TRAVAIL DEMANDÉ: Reproduisez mot pour mot le passage de la discussion sur l'iPad comme écran de Mac mini qui commence par « Je voudrai savoir » et se poursuit jusqu'à « (23 Octobre 2012) » inclus.

PASSAGE FOURNI:
* * * *
# Ipad comme écran de mac mini



## broutmouton (22 Octobre 2012)

Bonjour,

Je suis bien motivé pour me prendre le nouveau mac mini demain (j'espère qu'il fera parti des annonces !) mais je me pose une question de son interaction avec l'ipad.
J'ai actuellement un ipad 3 et je compte donc me prendre un mac mini à brancher sur ma TV + clavier et trackpad.
Je voudrai savoir si c 'est possible (en étant sur le même réseau wifi) d'utiliser l'ipad comme écran du mac mini : c'est à dire prendre le clavier + le trackpad, aller dans une autre pièce que le mac mini et pouvoir bosser dessus sans problème (par exemple faire du traitement texte) avec le clavier + trackpad. L'objectif est que l'ipad ne fasse que écran du mac mini.
J'ai lu que des applications type "Air Display" existaient mais est ce assez fluide pour travailler dessus sans problème, existe t il d autres solutions gratuites ?
Merci bien !


----------



## LaJague (23 Octobre 2012)

avec une appli genre teamviewer / vnc .... ca doit etre faisable , mais pas opti je pense


----------



## tytyf5115 (25 Octobre 2012)

broutmouton a dit:


> Bonjour,
> 
> Je suis bien motivé pour me prendre le nouveau mac mini demain (j'espère qu'il fera parti des annonces !) mais je me pose une question de son interaction avec l'ipad.
> J'ai actuellement un ipad 3 et je compte donc me prendre un mac mini à brancher sur ma TV + clavier et trackpad.
> ...



Avec l'application spalshtop tu va pouvoir contrôler ton Mac avec ton ipad et utiliser seulement l'iPad pour le contrôler si tu le souhaite


----------



## chti (27 Octobre 2012)

Splashtop, oui.
J'utilise aussi Touchpad qui fonctionne très bien.
On prend vraiment le contrôle du mac.

Pour splashtop, il faut installer splashtop server sur le mac (et nepas oublier de le mettre dans ce qui doit démarrer avec la session)... Mais c'est bien indiqué à l'ouvertur de l'appli sur l'ipad


----------



## broutmouton (29 Octobre 2012)

Ok merci beaucoup pour vos réponses !
Je vais sûrement pouvoir essayer ces solutions prochainement .... après un passage à l Apple store pour acheter la dernière version du Mac mini !


----------
* * * *
Entrées de données recueillies:
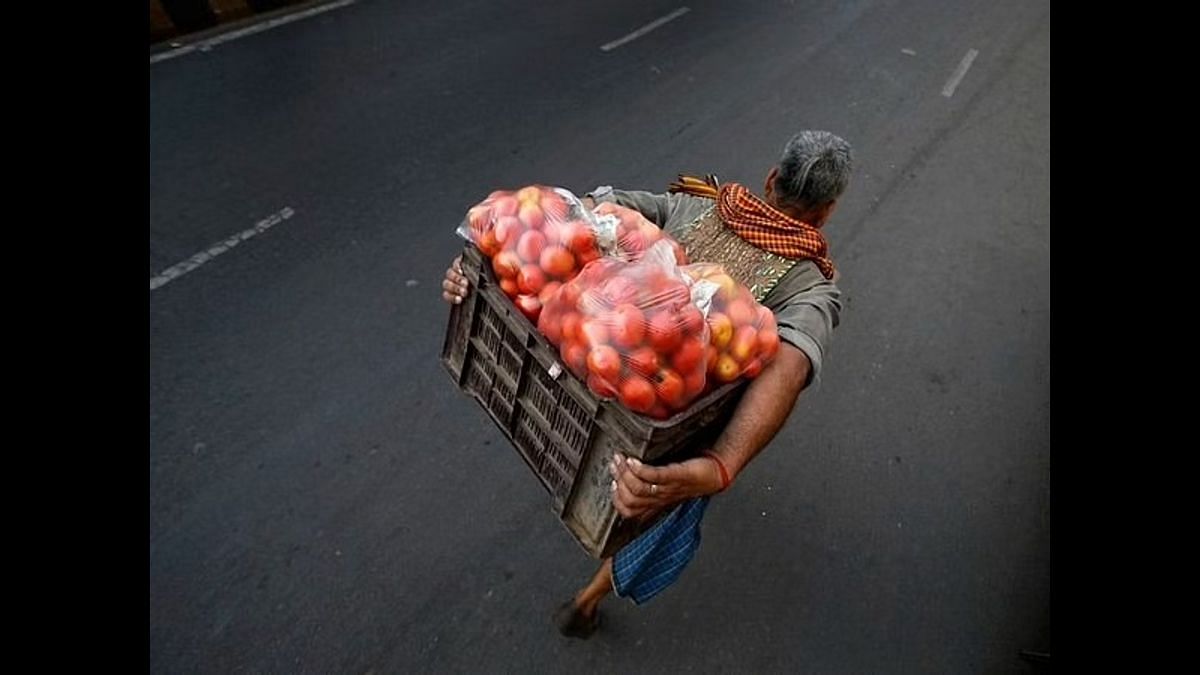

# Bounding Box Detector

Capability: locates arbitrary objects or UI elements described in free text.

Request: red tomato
[730,325,758,364]
[588,375,617,399]
[541,245,575,281]
[610,303,646,350]
[492,251,521,281]
[494,216,526,249]
[679,303,704,338]
[517,264,546,295]
[625,347,661,377]
[742,357,762,380]
[683,370,708,401]
[476,229,502,258]
[539,190,566,221]
[538,279,563,305]
[646,311,683,354]
[713,354,742,383]
[725,299,757,327]
[580,317,608,347]
[512,295,541,325]
[517,202,546,229]
[517,229,546,264]
[562,310,583,342]
[618,375,656,413]
[492,192,520,219]
[654,369,688,410]
[588,345,620,382]
[671,338,706,378]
* * * *
SOLUTION DU PROBLÈME:
Je voudrai savoir si c 'est possible (en étant sur le même réseau wifi) d'utiliser l'ipad comme écran du mac mini : c'est à dire prendre le clavier + le trackpad, aller dans une autre pièce que le mac mini et pouvoir bosser dessus sans problème (par exemple faire du traitement texte) avec le clavier + trackpad. L'objectif est que l'ipad ne fasse que écran du mac mini.
J'ai lu que des applications type "Air Display" existaient mais est ce assez fluide pour travailler dessus sans problème, existe t il d autres solutions gratuites ?
Merci bien !


----------



## LaJague (23 Octobre 2012)